Data records:
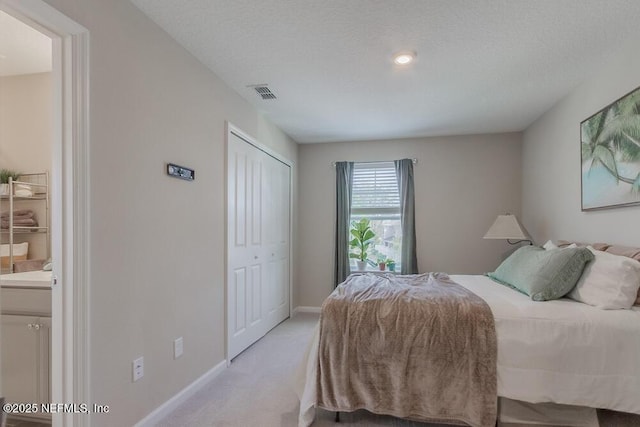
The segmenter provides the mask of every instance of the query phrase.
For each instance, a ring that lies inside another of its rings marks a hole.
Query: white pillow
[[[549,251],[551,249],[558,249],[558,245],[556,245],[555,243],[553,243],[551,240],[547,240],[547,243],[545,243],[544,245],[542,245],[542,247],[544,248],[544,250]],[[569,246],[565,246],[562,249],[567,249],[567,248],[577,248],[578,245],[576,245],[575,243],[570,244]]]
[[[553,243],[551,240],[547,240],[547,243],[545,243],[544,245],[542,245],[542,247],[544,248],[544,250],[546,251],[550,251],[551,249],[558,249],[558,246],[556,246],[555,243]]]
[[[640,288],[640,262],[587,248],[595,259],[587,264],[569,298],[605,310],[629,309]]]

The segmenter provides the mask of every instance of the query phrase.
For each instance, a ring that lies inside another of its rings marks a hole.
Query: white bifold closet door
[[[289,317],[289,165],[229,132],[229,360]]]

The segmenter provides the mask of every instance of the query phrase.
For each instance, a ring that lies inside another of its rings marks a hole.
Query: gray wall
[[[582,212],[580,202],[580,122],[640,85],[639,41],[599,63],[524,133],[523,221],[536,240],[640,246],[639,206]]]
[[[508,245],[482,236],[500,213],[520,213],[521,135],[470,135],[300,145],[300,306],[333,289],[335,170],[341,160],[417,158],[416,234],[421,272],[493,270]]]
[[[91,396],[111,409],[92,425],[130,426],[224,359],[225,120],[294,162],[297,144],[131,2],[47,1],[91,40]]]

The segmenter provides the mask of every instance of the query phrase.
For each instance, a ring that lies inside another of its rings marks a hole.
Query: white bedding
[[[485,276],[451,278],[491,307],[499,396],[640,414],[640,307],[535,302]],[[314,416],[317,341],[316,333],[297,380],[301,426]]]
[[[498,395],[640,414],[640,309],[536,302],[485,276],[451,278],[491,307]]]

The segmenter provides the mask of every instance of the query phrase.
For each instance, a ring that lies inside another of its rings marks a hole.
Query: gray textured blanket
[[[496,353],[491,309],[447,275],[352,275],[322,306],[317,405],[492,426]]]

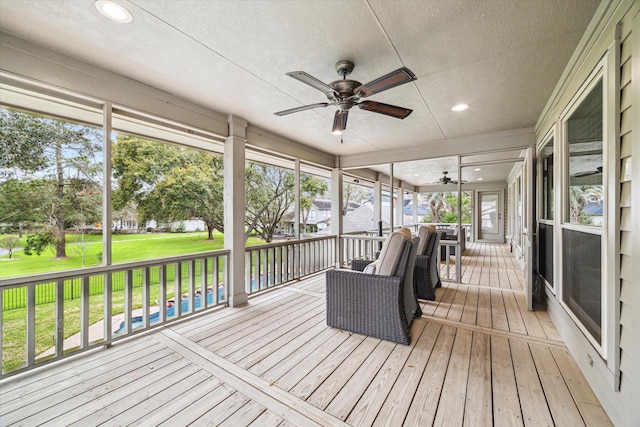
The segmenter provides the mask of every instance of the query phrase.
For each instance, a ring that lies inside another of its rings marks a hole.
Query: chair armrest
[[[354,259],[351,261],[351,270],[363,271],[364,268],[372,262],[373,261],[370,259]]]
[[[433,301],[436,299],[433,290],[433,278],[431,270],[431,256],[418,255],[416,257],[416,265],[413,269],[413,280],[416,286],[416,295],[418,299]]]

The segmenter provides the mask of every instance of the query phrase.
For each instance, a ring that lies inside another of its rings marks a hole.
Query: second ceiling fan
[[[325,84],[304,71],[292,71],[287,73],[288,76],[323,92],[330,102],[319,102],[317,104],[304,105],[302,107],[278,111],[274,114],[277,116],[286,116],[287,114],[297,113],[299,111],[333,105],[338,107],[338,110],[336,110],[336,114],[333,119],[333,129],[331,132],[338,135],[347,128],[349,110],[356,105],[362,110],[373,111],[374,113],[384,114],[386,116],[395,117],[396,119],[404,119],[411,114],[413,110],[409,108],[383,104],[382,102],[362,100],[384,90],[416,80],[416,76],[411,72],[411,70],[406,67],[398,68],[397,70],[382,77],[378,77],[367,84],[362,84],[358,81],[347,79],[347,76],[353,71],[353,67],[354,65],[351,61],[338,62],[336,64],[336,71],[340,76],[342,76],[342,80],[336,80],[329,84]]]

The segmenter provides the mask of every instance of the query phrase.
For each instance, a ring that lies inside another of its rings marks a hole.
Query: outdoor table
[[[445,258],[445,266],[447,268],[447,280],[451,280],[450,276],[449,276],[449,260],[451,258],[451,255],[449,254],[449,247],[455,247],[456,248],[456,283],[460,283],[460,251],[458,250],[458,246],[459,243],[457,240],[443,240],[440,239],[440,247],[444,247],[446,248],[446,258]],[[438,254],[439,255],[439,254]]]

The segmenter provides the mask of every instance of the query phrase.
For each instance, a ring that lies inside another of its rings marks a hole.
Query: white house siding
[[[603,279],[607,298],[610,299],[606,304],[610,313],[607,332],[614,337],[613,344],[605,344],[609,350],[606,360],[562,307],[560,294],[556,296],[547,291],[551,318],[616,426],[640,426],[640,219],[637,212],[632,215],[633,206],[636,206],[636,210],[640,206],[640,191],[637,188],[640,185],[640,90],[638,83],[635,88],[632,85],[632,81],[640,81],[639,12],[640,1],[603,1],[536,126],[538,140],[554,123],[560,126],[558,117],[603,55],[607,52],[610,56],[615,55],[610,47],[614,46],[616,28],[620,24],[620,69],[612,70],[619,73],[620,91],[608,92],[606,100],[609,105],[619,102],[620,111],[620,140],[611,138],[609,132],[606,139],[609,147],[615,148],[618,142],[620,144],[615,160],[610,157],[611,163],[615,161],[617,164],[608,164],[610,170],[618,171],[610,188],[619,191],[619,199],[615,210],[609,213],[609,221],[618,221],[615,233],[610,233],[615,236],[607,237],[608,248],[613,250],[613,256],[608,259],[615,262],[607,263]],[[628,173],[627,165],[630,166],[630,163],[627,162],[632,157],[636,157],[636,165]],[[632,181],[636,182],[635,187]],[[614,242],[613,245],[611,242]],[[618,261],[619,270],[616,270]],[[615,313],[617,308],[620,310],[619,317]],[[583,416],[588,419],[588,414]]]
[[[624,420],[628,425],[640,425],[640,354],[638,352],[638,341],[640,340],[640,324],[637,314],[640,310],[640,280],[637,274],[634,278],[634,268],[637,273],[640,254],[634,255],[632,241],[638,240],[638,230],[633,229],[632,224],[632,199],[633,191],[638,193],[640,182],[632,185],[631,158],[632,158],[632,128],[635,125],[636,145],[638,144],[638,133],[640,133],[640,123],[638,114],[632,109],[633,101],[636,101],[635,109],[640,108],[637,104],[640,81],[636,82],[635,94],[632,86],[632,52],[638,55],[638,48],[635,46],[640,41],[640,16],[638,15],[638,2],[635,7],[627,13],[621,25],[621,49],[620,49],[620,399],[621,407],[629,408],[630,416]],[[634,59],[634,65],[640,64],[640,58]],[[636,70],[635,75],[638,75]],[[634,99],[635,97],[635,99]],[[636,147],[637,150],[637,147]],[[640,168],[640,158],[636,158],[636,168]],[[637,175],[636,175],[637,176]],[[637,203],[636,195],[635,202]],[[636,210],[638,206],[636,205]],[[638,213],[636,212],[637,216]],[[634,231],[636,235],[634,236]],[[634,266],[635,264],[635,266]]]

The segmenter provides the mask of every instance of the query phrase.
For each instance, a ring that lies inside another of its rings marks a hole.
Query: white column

_Work request:_ Write out every entry exactly. Pictures do not belong in the copy.

_Answer for the task:_
The segmenter provides the mask of every instance of the query phrase.
For each instance, a ring that lies inside another of its rings marks a hole.
Query: white pillow
[[[549,251],[551,249],[558,249],[558,245],[556,245],[555,243],[553,243],[551,240],[547,240],[547,243],[545,243],[544,245],[542,245],[542,247],[544,248],[544,250]],[[569,246],[565,246],[562,249],[567,249],[567,248],[577,248],[578,245],[576,245],[575,243],[570,244]]]
[[[553,243],[551,240],[547,240],[547,243],[545,243],[544,245],[542,245],[542,247],[544,248],[544,250],[546,251],[550,251],[551,249],[558,249],[558,246],[556,246],[555,243]]]
[[[640,288],[640,262],[587,248],[595,259],[587,264],[569,298],[605,310],[629,309]]]

The segmenter provides the mask of every instance of the query phrase.
For each instance, a ring that lies inside another of its rings marks a hole.
Query: white bifold closet door
[[[289,317],[289,165],[229,132],[229,360]]]

The segmenter provides the mask of every instance of the query phrase.
For each instance, a ring that lies inside another of its rings marks a hole.
Query: gray wall
[[[582,212],[580,202],[580,122],[640,85],[639,41],[599,63],[524,133],[523,221],[536,240],[640,246],[639,206]]]
[[[508,245],[482,236],[500,213],[520,213],[521,135],[470,135],[300,145],[300,306],[333,289],[335,170],[341,160],[417,158],[416,234],[421,272],[493,270]]]
[[[91,396],[111,409],[92,425],[130,426],[224,359],[225,120],[294,162],[297,144],[131,2],[47,1],[91,40]]]

The segmenter provides the mask of every instance of the query phrase.
For each instance, a ring that lies inside another of its rings marks a hole.
Query: white bedding
[[[485,276],[451,278],[491,307],[499,396],[640,414],[640,307],[535,302]],[[314,416],[317,341],[316,333],[297,380],[301,426]]]
[[[498,395],[640,414],[640,309],[536,302],[485,276],[451,278],[491,307]]]

The segmenter provides the mask of every instance of the query phrase.
For each instance, a ring that lies inside another of its rings marks a hole.
Query: gray textured blanket
[[[496,353],[491,309],[447,275],[352,275],[322,306],[317,405],[492,426]]]

The segmenter provides the mask of every instance of the query phrase.
For each instance, a ring that lies inside another of its rings marks a hole.
Query: chair armrest
[[[354,259],[351,261],[351,270],[363,271],[364,268],[372,262],[373,261],[370,259]]]
[[[433,301],[436,299],[433,290],[433,278],[431,270],[431,256],[418,255],[416,257],[416,265],[413,269],[413,280],[416,286],[416,295],[418,299]]]

The segmenter provides the mask of every instance of the query phrase.
For each instance, a ring that lies inside another of its rings marks a hole.
Query: second ceiling fan
[[[325,84],[304,71],[292,71],[287,73],[288,76],[323,92],[330,102],[319,102],[317,104],[304,105],[302,107],[278,111],[274,114],[277,116],[286,116],[287,114],[297,113],[299,111],[333,105],[338,107],[338,110],[336,110],[336,114],[333,119],[333,129],[331,132],[338,135],[347,128],[349,110],[356,105],[362,110],[373,111],[374,113],[384,114],[386,116],[395,117],[396,119],[404,119],[411,114],[413,110],[409,108],[383,104],[382,102],[362,100],[384,90],[416,80],[416,76],[411,72],[411,70],[406,67],[398,68],[397,70],[382,77],[378,77],[367,84],[362,84],[358,81],[347,79],[347,76],[353,71],[353,67],[354,65],[351,61],[338,62],[336,64],[336,71],[340,76],[342,76],[342,80],[336,80],[329,84]]]

The segmenter provides the mask of every instance of the query phrase.
For each instance, a ring that lies inside another of its rings marks a hole.
Query: outdoor table
[[[445,258],[445,266],[447,268],[447,280],[451,280],[450,276],[449,276],[449,260],[451,258],[451,255],[449,254],[449,247],[455,247],[456,248],[456,283],[460,283],[460,251],[458,250],[458,246],[459,243],[457,240],[443,240],[440,239],[440,247],[444,247],[446,248],[446,258]],[[438,254],[439,255],[439,254]]]

The segmenter provides the mask of every instance of the query phrase.
For each instance, a ring that lies inside another of its rings marks a hole.
Query: white house siding
[[[603,279],[607,298],[610,299],[606,304],[610,313],[607,332],[614,337],[613,344],[605,344],[609,350],[606,360],[562,307],[560,294],[556,296],[547,291],[551,318],[616,426],[640,426],[640,219],[637,212],[632,215],[633,206],[636,206],[636,210],[640,206],[640,191],[637,188],[640,185],[640,90],[638,83],[635,88],[632,85],[632,81],[640,81],[639,12],[640,1],[603,1],[536,126],[538,140],[554,123],[560,126],[558,117],[603,55],[607,52],[610,56],[615,55],[610,47],[614,46],[616,28],[620,24],[620,69],[612,70],[619,73],[620,91],[608,92],[606,100],[609,105],[619,102],[620,111],[620,140],[611,138],[609,132],[606,139],[609,147],[615,148],[618,142],[620,144],[615,160],[610,157],[611,163],[615,161],[617,164],[608,164],[610,170],[618,171],[610,188],[619,191],[619,199],[615,210],[609,213],[609,221],[618,221],[615,233],[610,233],[615,236],[607,237],[608,248],[613,250],[613,256],[608,259],[615,262],[607,263]],[[628,173],[627,165],[630,166],[630,163],[627,162],[632,157],[636,157],[636,165]],[[632,181],[636,182],[635,187]],[[614,242],[613,245],[611,242]],[[618,261],[619,270],[616,270]],[[615,313],[617,308],[620,310],[619,317]],[[583,416],[588,419],[588,414]]]
[[[624,420],[628,425],[640,425],[640,354],[638,352],[638,341],[640,340],[640,324],[637,314],[640,310],[640,280],[637,274],[634,278],[634,268],[637,273],[640,254],[634,255],[632,241],[638,240],[638,230],[633,229],[632,224],[632,199],[633,191],[638,193],[640,182],[632,185],[631,158],[632,158],[632,128],[635,125],[636,145],[638,144],[638,133],[640,133],[640,123],[638,114],[632,109],[633,101],[636,101],[635,109],[640,108],[637,104],[640,81],[636,82],[635,94],[632,86],[632,52],[638,55],[638,48],[635,46],[640,41],[640,16],[638,15],[638,2],[635,7],[627,13],[621,25],[621,49],[620,49],[620,399],[621,407],[629,408],[630,416]],[[634,59],[634,65],[640,64],[640,58]],[[636,70],[635,75],[638,75]],[[634,99],[635,97],[635,99]],[[636,147],[637,150],[637,147]],[[640,168],[640,158],[636,158],[636,168]],[[637,175],[636,175],[637,176]],[[637,203],[636,195],[635,202]],[[636,210],[638,206],[636,205]],[[638,213],[636,212],[637,216]],[[634,231],[636,235],[634,236]],[[634,266],[635,264],[635,266]]]

The segmenter provides the mask of every instance of the query phrase.
For each instance, a ring that lies inside another of its rings marks a hole.
Query: white column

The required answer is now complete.